§ Objectives:
1/ Translate the following sentence from the Go execution tracing page into French: "While pprof shows where CPU time goes, execution tracing reveals when and why things happen."
2/ According to the Go execution tracing page, what color does the goroutine timeline use for a goroutine that is runnable but waiting for CPU?
3/ Continue the Go execution tracing page from the point where it stops.

§ Document excerpt:
Execution Tracing
Use Go's execution tracer to visualize goroutine scheduling, GC events, and I/O operations
Execution Tracing
While pprof shows where CPU time goes, execution tracing reveals when and why things happen. It captures goroutine scheduling, garbage collection events, network I/O, and synchronization points—essential for understanding concurrent performance issues.
Runtime/trace Fundamentals
The runtime/trace package provides low-level tracing capabilities:
package main
import (
"fmt"
"os"
"runtime/trace"
)
func main() {
// Start tracing
f, err := os.Create("trace.out")
if err != nil {
panic(err)
}
defer f.Close()
if err := trace.Start(f); err != nil {
panic(err)
}
defer trace.Stop()
// Application runs here with tracing active
doWork()
fmt.Println("Trace written to trace.out")
}
func doWork() {
// Simulate some concurrent work
done := make(chan struct{})
for i := 0; i < 100; i++ {
go func() {
defer func() { done <- struct{}{} }()
// Simulate work
sum := 0
for j := 0; j < 1000000; j++ {
sum += j
}
}()
}
// Wait for completion
for i := 0; i < 100; i++ {
<-done
}
}Run and analyze:
go run main.go
go tool trace trace.outThis opens a web-based interactive viewer in your browser.
Integration with net/http/pprof
For HTTP services, add tracing endpoints:
package main
import (
"net/http"
_ "net/http/pprof"
)
func main() {
// Tracing is available at /debug/pprof/trace
// Capture 5-second trace:
// curl http://localhost:6060/debug/pprof/trace?seconds=5 > trace.out
// go tool trace trace.out
http.HandleFunc("/api/data", func(w http.ResponseWriter, r *http.Request) {
w.Write([]byte("OK"))
})
http.ListenAndServe(":6060", nil)
}Capture traces from running services:
curl http://localhost:6060/debug/pprof/trace?seconds=10 > trace.out
go tool trace trace.outUnderstanding the Trace Viewer
The trace viewer UI displays several critical views:
Goroutine Timeline
Shows each goroutine's execution over time:
- Green: Running on CPU
- Orange: Blocked (network, locks, channels)
- Gray: Runnable but waiting for CPU
Network Blocking Profile
Displays I/O operations and their duration:
package main
import (
"io"
"net"
"os"
"runtime/trace"
)
func main() {
f, _ := os.Create("trace.out")
defer f.Close()
trace.Start(f)
defer trace.Stop()
// Network I/O appears in trace
conn, _ := net.Dial("tcp", "example.com:80")

§ Material shown:
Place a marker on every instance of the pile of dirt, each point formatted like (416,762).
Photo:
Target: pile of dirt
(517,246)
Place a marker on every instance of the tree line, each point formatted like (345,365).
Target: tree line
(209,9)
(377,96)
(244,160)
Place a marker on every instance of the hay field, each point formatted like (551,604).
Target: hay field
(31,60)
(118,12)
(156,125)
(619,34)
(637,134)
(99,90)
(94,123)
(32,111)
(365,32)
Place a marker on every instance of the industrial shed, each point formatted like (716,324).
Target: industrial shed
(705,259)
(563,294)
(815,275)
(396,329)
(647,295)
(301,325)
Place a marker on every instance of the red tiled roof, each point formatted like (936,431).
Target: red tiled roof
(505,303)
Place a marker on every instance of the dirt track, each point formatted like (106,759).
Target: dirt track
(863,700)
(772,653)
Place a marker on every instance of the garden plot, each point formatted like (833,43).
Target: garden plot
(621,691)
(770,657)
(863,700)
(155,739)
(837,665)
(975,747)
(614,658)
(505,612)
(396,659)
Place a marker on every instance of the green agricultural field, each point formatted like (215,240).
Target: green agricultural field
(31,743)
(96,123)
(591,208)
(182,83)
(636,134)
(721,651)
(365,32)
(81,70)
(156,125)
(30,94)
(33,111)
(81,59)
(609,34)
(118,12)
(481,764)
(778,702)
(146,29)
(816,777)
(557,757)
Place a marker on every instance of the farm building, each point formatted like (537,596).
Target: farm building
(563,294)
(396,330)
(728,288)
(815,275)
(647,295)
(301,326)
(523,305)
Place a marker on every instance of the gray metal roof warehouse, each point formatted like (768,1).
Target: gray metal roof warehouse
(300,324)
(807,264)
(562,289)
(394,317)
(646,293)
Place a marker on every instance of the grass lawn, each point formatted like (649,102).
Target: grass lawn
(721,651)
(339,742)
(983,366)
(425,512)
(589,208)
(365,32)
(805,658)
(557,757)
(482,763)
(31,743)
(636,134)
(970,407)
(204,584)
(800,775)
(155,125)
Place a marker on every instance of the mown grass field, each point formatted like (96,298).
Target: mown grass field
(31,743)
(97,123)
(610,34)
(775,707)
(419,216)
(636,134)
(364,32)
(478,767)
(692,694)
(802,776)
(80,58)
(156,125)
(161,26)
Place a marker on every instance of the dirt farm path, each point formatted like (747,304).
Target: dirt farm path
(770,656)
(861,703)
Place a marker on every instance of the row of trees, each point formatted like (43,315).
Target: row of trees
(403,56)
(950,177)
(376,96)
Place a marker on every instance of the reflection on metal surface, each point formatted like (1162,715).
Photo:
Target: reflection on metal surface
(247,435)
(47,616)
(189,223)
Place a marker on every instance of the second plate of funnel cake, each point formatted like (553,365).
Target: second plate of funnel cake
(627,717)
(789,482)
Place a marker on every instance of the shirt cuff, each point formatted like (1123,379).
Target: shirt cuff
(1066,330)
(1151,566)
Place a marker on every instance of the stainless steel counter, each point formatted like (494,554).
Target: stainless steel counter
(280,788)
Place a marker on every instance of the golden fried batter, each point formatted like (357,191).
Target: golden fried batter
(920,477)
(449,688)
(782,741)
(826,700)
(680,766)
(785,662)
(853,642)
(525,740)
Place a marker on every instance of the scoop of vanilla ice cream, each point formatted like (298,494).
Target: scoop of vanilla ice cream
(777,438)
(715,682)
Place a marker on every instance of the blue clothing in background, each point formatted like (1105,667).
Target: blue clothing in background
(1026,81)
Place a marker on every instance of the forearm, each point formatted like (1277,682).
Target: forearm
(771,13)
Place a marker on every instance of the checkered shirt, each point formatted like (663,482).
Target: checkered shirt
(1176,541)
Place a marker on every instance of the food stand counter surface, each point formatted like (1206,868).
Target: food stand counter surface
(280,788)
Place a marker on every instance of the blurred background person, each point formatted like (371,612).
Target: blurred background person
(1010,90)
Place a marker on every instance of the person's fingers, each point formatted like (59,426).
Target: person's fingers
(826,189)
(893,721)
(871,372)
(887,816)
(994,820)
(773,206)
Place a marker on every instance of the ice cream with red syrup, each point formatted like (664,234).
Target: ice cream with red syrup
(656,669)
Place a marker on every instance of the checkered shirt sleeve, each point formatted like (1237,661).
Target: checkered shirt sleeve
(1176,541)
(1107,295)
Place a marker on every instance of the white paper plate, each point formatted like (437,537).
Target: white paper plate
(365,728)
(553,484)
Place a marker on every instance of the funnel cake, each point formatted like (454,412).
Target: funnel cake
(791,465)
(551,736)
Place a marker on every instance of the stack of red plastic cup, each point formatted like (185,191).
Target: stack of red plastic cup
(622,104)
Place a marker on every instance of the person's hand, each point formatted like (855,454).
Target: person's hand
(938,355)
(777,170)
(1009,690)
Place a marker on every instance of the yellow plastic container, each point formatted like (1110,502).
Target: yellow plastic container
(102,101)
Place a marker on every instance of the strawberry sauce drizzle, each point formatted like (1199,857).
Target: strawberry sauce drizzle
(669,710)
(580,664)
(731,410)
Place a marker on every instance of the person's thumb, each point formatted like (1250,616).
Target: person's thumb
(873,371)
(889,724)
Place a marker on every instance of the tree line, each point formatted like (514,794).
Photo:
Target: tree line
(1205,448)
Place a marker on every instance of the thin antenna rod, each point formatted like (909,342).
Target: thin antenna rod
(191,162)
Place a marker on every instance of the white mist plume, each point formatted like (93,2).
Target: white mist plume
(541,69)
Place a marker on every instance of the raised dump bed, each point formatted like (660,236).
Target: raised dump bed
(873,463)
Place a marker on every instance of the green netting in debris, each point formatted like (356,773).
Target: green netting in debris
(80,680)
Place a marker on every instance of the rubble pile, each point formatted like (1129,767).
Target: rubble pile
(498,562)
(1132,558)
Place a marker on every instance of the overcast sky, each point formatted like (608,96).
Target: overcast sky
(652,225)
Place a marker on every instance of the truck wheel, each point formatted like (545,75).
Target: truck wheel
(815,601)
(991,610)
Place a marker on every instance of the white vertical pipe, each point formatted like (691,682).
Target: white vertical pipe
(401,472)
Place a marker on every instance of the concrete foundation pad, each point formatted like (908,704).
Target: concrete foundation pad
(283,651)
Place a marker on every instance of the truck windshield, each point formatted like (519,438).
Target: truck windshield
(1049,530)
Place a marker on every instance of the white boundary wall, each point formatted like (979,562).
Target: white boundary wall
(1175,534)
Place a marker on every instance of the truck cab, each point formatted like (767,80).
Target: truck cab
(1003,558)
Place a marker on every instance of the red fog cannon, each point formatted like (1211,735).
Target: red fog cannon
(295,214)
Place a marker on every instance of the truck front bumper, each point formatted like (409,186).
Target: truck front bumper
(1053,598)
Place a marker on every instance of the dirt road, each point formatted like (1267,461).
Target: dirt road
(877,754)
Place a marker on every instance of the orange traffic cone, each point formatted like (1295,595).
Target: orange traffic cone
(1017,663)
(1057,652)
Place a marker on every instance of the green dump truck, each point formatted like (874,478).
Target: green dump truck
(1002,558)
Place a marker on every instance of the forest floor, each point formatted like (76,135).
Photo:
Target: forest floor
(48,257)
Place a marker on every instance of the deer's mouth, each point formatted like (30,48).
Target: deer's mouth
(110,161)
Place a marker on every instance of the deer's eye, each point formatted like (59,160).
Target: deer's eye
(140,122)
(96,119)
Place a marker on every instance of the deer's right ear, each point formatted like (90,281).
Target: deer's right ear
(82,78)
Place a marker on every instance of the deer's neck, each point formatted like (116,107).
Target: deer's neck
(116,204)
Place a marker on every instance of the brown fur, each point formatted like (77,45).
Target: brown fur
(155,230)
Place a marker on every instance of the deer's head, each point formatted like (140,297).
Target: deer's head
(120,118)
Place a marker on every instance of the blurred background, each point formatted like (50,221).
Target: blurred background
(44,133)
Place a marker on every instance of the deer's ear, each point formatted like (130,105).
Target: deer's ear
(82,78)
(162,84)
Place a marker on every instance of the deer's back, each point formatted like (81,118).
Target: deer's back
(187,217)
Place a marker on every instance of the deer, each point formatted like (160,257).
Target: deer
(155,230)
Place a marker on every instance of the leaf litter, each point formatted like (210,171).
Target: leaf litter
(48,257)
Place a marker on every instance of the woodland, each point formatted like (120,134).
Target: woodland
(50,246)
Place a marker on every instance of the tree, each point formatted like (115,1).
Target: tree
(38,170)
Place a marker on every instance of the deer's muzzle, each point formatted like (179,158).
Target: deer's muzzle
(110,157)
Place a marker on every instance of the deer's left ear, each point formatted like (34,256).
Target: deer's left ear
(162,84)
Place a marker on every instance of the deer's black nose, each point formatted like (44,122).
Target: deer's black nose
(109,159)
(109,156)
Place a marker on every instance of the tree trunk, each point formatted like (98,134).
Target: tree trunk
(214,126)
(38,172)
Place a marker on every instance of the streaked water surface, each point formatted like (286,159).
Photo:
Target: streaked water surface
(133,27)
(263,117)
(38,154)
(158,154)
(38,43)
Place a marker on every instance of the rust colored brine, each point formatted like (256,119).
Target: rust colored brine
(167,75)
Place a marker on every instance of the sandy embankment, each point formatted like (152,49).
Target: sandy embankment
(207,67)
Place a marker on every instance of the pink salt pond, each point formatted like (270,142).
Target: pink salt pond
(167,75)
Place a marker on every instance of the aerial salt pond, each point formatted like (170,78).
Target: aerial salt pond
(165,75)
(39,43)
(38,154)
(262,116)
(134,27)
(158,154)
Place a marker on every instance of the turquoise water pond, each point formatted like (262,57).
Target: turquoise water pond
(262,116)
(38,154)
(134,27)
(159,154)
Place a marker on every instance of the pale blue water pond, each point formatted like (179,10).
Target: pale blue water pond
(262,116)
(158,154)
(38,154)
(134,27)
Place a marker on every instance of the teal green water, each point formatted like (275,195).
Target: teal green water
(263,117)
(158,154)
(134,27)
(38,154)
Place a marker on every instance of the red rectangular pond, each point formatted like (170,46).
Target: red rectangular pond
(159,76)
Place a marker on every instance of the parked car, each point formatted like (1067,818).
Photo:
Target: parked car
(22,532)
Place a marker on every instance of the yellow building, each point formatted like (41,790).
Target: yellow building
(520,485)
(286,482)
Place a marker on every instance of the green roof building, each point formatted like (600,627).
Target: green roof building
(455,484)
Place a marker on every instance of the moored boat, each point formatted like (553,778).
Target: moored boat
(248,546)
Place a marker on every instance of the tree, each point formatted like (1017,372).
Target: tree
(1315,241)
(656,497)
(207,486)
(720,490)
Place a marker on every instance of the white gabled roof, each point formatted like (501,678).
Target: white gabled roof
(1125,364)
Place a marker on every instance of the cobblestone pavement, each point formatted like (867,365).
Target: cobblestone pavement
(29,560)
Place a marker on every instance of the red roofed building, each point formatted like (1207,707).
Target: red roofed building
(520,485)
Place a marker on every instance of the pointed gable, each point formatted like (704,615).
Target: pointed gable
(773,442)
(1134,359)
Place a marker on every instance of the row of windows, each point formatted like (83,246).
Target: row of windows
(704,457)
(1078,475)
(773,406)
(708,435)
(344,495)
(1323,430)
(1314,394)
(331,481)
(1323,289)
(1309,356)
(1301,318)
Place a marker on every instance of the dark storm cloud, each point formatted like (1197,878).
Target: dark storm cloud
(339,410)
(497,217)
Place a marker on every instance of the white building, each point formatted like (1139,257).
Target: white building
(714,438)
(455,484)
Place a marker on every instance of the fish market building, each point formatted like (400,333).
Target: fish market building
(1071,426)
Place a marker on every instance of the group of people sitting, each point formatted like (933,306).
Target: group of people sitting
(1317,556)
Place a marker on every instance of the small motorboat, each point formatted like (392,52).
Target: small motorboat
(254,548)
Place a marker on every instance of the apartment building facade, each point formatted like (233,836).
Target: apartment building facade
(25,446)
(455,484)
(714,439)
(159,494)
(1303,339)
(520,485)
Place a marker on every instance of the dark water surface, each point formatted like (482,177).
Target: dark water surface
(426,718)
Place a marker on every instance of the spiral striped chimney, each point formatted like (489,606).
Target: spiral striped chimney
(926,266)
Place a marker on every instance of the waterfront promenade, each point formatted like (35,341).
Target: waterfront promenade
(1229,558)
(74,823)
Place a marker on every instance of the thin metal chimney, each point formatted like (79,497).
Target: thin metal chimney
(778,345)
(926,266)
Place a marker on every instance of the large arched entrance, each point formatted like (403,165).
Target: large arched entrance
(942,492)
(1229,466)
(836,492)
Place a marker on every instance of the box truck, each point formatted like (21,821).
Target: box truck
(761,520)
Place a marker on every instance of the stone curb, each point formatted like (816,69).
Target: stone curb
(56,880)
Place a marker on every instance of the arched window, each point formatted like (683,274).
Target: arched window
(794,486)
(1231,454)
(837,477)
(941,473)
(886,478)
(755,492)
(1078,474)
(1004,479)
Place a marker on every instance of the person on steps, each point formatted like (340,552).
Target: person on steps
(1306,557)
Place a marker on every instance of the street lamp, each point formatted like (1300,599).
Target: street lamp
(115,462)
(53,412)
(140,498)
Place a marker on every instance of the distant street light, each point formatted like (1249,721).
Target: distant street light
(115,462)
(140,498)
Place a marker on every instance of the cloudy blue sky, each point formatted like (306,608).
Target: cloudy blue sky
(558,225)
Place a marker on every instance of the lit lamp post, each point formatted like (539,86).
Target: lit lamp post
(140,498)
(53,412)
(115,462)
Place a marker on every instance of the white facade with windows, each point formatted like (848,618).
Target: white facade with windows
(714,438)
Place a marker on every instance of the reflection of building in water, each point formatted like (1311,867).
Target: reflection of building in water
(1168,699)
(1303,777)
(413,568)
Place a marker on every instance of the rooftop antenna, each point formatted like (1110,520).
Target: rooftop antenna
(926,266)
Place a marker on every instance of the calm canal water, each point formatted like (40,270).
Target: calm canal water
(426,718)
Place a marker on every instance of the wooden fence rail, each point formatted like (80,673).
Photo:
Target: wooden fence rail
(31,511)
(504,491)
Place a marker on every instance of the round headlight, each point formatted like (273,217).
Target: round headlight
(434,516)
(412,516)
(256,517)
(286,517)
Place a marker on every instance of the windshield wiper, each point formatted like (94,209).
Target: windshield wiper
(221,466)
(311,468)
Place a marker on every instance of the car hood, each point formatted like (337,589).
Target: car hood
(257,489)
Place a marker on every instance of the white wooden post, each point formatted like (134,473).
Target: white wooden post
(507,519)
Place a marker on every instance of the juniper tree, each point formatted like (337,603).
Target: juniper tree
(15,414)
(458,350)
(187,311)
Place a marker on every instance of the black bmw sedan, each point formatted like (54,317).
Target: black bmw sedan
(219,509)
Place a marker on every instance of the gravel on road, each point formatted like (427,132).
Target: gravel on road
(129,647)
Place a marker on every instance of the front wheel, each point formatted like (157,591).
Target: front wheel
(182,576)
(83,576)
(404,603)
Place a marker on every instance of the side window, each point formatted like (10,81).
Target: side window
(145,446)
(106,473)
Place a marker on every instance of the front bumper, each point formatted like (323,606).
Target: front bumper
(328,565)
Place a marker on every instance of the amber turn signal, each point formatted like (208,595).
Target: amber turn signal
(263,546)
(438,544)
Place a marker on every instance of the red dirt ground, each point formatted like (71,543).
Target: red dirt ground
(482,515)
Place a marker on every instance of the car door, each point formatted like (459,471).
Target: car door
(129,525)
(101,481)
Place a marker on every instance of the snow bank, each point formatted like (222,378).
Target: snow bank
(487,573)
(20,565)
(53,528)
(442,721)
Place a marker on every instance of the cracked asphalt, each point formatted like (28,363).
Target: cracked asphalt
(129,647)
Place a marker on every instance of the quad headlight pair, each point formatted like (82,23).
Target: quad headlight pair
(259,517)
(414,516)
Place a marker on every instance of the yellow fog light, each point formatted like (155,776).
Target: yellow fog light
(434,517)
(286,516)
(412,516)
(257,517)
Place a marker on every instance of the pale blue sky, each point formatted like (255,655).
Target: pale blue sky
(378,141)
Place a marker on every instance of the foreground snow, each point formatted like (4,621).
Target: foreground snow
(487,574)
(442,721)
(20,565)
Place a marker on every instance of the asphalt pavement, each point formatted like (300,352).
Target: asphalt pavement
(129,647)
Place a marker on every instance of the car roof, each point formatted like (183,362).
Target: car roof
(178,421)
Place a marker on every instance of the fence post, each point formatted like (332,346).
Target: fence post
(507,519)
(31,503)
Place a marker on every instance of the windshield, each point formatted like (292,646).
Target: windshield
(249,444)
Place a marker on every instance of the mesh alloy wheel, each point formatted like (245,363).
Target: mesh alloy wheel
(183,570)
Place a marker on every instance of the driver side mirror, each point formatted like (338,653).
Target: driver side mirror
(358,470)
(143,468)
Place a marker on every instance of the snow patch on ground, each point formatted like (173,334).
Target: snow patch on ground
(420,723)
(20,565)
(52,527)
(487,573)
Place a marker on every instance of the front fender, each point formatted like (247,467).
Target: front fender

§ Answers to the exercises:
1/ Alors que pprof montre où le temps CPU est consommé, le traçage d'exécution révèle quand et pourquoi les choses se produisent.

2/ Gray.

3/
defer conn.Close()
io.Copy(io.Discard, conn)
}In the trace viewer, you'll see network blocking times annotated.
GC Events
The trace captures every garbage collection:
package main
import (
"fmt"
"os"
"runtime"
"runtime/trace"
)
func main() {
f, _ := os.Create("trace.out")
defer f.Close()
trace.Start(f)
defer trace.Stop()
// Trigger allocations to see GC in trace
for i := 0; i < 10; i++ {
data := make([]byte, 10000000)
_ = data
}
var m runtime.MemStats
runtime.ReadMemStats(&m)
fmt.Printf("GC runs: %d\n", m.NumGC)
}Trace shows:
- Mark phase duration
- Sweep phase duration
- GC pause times
- Goroutines blocked by GC
Programmatic Task and Region Tracking
Use tasks and regions to annotate your trace:
package main
import (
"context"
"fmt"
"os"
"runtime/trace"
)
func processRequest(ctx context.Context, id int) {
// Create a task for this logical unit of work
task := trace.NewTask(ctx, fmt.Sprintf("request-%d", id))
defer task.End()
// Create regions within the task
trace.WithRegion(ctx, "parseInput", func() {
// Simulate input parsing
sum := 0
for i := 0; i < 100000; i++ {
sum += i
}
})
trace.WithRegion(ctx, "processData", func() {
// Simulate processing
sum := 0
for i := 0; i < 1000000; i++ {
sum += i
}
})
trace.WithRegion(ctx, "formatOutput", func() {
// Simulate formatting
_ = fmt.Sprintf("Result: %d", 42)
})
}
func main() {
f, _ := os.Create("trace.out")
defer f.Close()
trace.Start(f)
defer trace.Stop()
ctx := context.Background()
// Process multiple requests to see concurrent execution
for i := 0; i < 50; i++ {
go processRequest(ctx, i)
}
// Wait for completion
select {}
}In the trace viewer, click the "Trace" tab to see execution flow with your custom regions highlighted.
Analyzing Goroutine Scheduling
Identify scheduling issues and imbalance:
package main
import (
"os"
"runtime/trace"
"sync"
)
func main() {
f, _ := os.Create("trace.out")
defer f.Close()
trace.Start(f)
defer trace.Stop()
var wg sync.WaitGroup
ch := make(chan int, 1) // Buffered channel creates imbalance
for i := 0; i < 100; i++ {
wg.Add(2)
go func(id int) {
defer wg.Done()
// Sender goroutines
for j := 0; j < 10000; j++ {
ch <- j
}
}(i)
go func(id int) {
defer wg.Done()
// Receiver goroutines
for j := 0; j < 10000; j++ {
<-ch
}
}(i)
}
wg.Wait()
}The trace reveals:
- Which goroutines block waiting for channel operations
- CPU utilization across cores
- Synchronization bottlenecks
Detecting Goroutine Contention
Find lock contention patterns:
package main
import (
"context"
"os"
"runtime/trace"
"sync"
"time"
)
func main() {
f, _ := os.Create("trace.out")
defer f.Close()
trace.Start(f)
defer trace.Stop()
var mu sync.Mutex
var wg sync.WaitGroup
for i := 0; i < 1000; i++ {
wg.Add(1)
go func(id int) {
defer wg.Done()
task := trace.NewTask(context.Background(), "criticalSection")
defer task.End()
mu.Lock()
defer mu.Unlock()
// Critical section
time.Sleep(1 * time.Millisecond)
}(i)
}
wg.Wait()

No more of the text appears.